VOCE DELLA VALLESINA Settimanale di informazione - Colloqui con lo psicologo - di Federico Cardinali

14 feb 2010

Il prete, uno di noi

Il giorno di Natale da bravi cristiani siamo andati a messa. Il nostro parroco ha saputo trovare proprio le parole giuste per parlarci dell’amore di Dio che manda nel mondo il Figlio. Le sue parole mi hanno colpita, ma ad avermi colpita è stata anche un’altra cosa: quando ci siamo salutati, dopo la messa, ho colto un velo di tristezza nel suo sguardo. Tornando a casa ne parlavo con mio marito e anche lui l’aveva notato. Strano, ci dicevamo: quelle parole così belle che aveva saputo dirci, era come se a lui non portassero quella serenità che invece avevano portato a noi. Ci dev’essere qualcosa che mi sfugge… Forse pretendo troppo dal nostro sacerdote?

Annachiara G.

 

Cara Annachiara, intanto devo dirle che mi pare una bella cosa che siete stati capaci di osservare lo sguardo del vostro sacerdote e cogliervi, almeno in parte, il suo stato d’animo. Non sappiamo quali pensieri lui potesse avere, quel giorno, quali preoccupazioni potessero occupare la sua mente e renderlo triste. Nonostante le parole di luce e di gioia che aveva saputo offrire a voi e a tutte le persone che l’avevano incontrato per la messa.

Le sue riflessioni mi portano, comunque, a proporre a lei e ai nostri amici lettori una domanda.

 

Mi chiedo se, quando guardiamo i sacerdoti, proviamo mai a guardarli anche nella loro dimensione di uomini. Persone che vivono la vita, con le difficoltà e le contraddizioni di qualsiasi altro essere umano. O se invece li collochiamo sempre (o quasi) su un altro piano, un piedistallo, lontani dalla realtà della vita quotidiana.

Il mio timore è che troppo spesso la distrazione o l’abitudine ci rendono difficile ascoltare i momenti di dolore e di sofferenza che possono accompagnare anche la vita di un prete. Siamo abituati a vederlo lì, nelle nostre chiese, la domenica, o qualche altra rara volta, ma non abbiamo il tempo o l’attenzione per chiederci come starà quando noi non lo vediamo. Quali saranno i pensieri e gli interrogativi che abitano la sua mente. Le preoccupazioni che anche lui, uomo-tra-gli-uomini, può incontrare nei diversi momenti della sua vita.

### Record del dataset sulla posizione degli oggetti

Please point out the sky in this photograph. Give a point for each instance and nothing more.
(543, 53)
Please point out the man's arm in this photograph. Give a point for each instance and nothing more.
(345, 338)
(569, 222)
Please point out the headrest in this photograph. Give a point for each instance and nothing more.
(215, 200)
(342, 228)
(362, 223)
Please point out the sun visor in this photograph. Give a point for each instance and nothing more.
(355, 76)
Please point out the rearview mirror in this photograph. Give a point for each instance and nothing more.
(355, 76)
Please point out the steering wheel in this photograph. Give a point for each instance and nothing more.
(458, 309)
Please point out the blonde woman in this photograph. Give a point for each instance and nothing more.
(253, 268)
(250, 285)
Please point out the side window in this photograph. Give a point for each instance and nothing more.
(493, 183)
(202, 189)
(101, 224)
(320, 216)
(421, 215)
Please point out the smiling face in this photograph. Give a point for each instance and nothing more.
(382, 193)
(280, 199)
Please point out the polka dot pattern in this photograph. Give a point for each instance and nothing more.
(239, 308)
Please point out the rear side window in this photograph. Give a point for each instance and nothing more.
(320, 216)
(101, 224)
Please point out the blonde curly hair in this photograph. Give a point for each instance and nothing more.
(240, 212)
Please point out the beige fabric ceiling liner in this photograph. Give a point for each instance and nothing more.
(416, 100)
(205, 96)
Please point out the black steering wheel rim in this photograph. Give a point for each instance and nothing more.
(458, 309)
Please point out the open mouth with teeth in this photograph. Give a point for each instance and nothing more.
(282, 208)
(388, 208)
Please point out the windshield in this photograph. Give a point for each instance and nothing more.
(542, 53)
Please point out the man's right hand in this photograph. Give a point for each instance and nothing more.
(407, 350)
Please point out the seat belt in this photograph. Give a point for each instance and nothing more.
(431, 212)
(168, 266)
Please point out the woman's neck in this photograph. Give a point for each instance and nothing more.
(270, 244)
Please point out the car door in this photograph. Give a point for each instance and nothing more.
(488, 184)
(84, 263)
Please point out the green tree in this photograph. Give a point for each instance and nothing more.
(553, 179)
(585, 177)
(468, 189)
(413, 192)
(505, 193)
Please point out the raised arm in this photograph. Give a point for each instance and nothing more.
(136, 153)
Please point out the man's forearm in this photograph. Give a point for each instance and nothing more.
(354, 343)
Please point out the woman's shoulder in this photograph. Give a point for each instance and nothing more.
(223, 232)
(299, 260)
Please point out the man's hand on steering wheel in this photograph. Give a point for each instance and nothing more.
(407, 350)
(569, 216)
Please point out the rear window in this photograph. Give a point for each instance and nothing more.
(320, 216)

### ESERCIZIO ASSEGNATO 1
Secondo il brano proposto, che cosa hanno notato la donna che scrive e suo marito nello sguardo del parroco dopo la messa di Natale?
### ESERCIZIO ASSEGNATO 2
Trascrivi senza modifiche il tratto del brano proposto che comincia con "14 feb 2010" e prosegue fino a "dal nostro sacerdote?".

### SOLUZIONE SCRITTA 1
Un velo di tristezza.

### SOLUZIONE SCRITTA 2
14 feb 2010

Il prete, uno di noi

Il giorno di Natale da bravi cristiani siamo andati a messa. Il nostro parroco ha saputo trovare proprio le parole giuste per parlarci dell’amore di Dio che manda nel mondo il Figlio. Le sue parole mi hanno colpita, ma ad avermi colpita è stata anche un’altra cosa: quando ci siamo salutati, dopo la messa, ho colto un velo di tristezza nel suo sguardo. Tornando a casa ne parlavo con mio marito e anche lui l’aveva notato. Strano, ci dicevamo: quelle parole così belle che aveva saputo dirci, era come se a lui non portassero quella serenità che invece avevano portato a noi. Ci dev’essere qualcosa che mi sfugge… Forse pretendo troppo dal nostro sacerdote?